> **What the task requires**: Change every "sample" in the data below to "example", and reproduce all the lines with nothing else altered.

─── Data section ───

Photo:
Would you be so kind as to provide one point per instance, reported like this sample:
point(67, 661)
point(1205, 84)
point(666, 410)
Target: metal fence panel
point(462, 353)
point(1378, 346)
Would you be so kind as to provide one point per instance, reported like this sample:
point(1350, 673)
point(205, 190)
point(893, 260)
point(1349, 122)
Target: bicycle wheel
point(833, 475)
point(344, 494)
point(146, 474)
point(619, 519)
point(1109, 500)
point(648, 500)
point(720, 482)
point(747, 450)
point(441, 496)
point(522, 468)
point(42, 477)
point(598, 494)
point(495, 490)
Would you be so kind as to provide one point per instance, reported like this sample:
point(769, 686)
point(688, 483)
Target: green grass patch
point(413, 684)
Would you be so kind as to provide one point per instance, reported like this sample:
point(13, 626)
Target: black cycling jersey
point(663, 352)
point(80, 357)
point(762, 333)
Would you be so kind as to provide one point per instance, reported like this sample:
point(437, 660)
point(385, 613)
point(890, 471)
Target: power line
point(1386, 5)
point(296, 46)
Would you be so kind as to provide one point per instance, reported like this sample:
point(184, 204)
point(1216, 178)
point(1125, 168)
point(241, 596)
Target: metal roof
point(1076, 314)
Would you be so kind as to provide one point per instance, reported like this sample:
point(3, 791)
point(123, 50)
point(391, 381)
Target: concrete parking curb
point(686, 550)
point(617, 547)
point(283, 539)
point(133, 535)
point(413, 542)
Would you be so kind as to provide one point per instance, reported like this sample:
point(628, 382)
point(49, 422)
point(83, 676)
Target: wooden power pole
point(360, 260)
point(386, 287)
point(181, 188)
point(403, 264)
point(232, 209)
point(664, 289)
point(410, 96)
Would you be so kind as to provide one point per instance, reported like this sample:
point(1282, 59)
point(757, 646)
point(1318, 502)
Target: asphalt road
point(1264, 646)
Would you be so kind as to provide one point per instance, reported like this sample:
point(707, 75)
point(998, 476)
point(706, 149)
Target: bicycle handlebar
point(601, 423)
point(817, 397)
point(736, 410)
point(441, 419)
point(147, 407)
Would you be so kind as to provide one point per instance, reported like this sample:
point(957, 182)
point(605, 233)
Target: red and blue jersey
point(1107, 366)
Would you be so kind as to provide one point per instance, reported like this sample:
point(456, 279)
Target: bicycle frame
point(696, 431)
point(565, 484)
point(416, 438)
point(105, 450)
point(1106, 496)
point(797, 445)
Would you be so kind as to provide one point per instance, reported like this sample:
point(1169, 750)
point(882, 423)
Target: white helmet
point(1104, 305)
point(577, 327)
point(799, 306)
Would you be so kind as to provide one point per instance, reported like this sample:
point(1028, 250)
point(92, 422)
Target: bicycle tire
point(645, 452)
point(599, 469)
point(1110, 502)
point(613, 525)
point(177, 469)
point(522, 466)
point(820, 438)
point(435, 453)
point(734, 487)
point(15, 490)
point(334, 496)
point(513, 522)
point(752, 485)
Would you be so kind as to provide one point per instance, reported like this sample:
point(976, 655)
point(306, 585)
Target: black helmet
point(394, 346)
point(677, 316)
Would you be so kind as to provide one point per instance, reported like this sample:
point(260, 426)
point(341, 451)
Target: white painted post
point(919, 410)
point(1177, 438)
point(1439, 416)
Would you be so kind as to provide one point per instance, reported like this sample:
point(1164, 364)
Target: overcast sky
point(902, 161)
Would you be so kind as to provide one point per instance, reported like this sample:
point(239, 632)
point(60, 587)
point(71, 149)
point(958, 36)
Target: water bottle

───

> **Output**:
Photo:
Would you be so kind as to provide one point per instance, reported like this example:
point(67, 661)
point(1205, 84)
point(666, 410)
Target: metal fence panel
point(462, 353)
point(1378, 346)
Would you be so kind as to provide one point per instance, reported like this example:
point(1350, 673)
point(205, 190)
point(893, 260)
point(1349, 122)
Target: bicycle wheel
point(833, 475)
point(344, 494)
point(146, 474)
point(619, 519)
point(1109, 500)
point(648, 500)
point(720, 482)
point(747, 450)
point(441, 496)
point(522, 468)
point(42, 477)
point(598, 494)
point(495, 490)
Would you be so kind as to provide one point per instance, reported like this example:
point(769, 686)
point(688, 483)
Target: green grass patch
point(413, 684)
Would you be so kind as to provide one point per instance, reported like this example:
point(13, 626)
Target: black cycling jersey
point(663, 352)
point(80, 357)
point(762, 333)
Would you be so kind as to provide one point per instance, reported like this example:
point(437, 660)
point(385, 613)
point(890, 471)
Target: power line
point(1386, 5)
point(296, 46)
Would you be so kind as to provide one point per instance, reported like this example:
point(184, 204)
point(1216, 178)
point(1125, 168)
point(241, 596)
Target: metal roof
point(1076, 314)
Would you be so kind as to provide one point per instance, reported like this example:
point(3, 791)
point(123, 50)
point(391, 381)
Target: concrete parking curb
point(686, 550)
point(617, 547)
point(283, 539)
point(133, 535)
point(413, 542)
Would you be so kind as to provide one point per instance, reported like this example:
point(628, 382)
point(49, 422)
point(83, 676)
Target: wooden power pole
point(360, 260)
point(386, 287)
point(181, 188)
point(403, 264)
point(232, 209)
point(664, 289)
point(410, 96)
Would you be so kind as to provide one point per instance, reported like this example:
point(1282, 59)
point(757, 646)
point(1318, 502)
Target: asphalt road
point(1264, 646)
Would you be so kind as to provide one point per instance, reported like this example:
point(707, 75)
point(998, 476)
point(706, 149)
Target: bicycle handlebar
point(601, 423)
point(817, 397)
point(736, 410)
point(441, 419)
point(147, 407)
Would you be so kind as to provide one point per instance, reported like this example:
point(957, 182)
point(605, 233)
Target: red and blue jersey
point(1107, 366)
Would you be so kind as to provide one point per instance, reported like this example:
point(456, 279)
Target: bicycle frame
point(696, 431)
point(565, 484)
point(416, 438)
point(105, 450)
point(1106, 496)
point(797, 445)
Would you be so kind as to provide one point per instance, reported like this example:
point(1169, 750)
point(882, 423)
Target: white helmet
point(1104, 305)
point(577, 327)
point(799, 306)
Would you be so kind as to provide one point per instance, reported like this example:
point(1028, 250)
point(92, 422)
Target: bicycle tire
point(645, 452)
point(599, 469)
point(1110, 502)
point(613, 525)
point(177, 469)
point(522, 466)
point(820, 438)
point(435, 453)
point(734, 487)
point(15, 490)
point(334, 496)
point(513, 522)
point(752, 485)
Would you be so kind as to provide one point per instance, reported like this example:
point(976, 655)
point(306, 585)
Target: black helmet
point(394, 346)
point(677, 316)
Would you be so kind as to provide one point per instance, reported like this example:
point(260, 426)
point(341, 451)
Target: white painted post
point(919, 410)
point(1177, 438)
point(1439, 416)
Would you be so kind as to provide one point per instance, reported like this example:
point(1164, 364)
Target: overcast sky
point(902, 161)
Would you be so kind as to provide one point per instance, reported like this example:
point(239, 632)
point(60, 587)
point(71, 149)
point(958, 36)
Target: water bottle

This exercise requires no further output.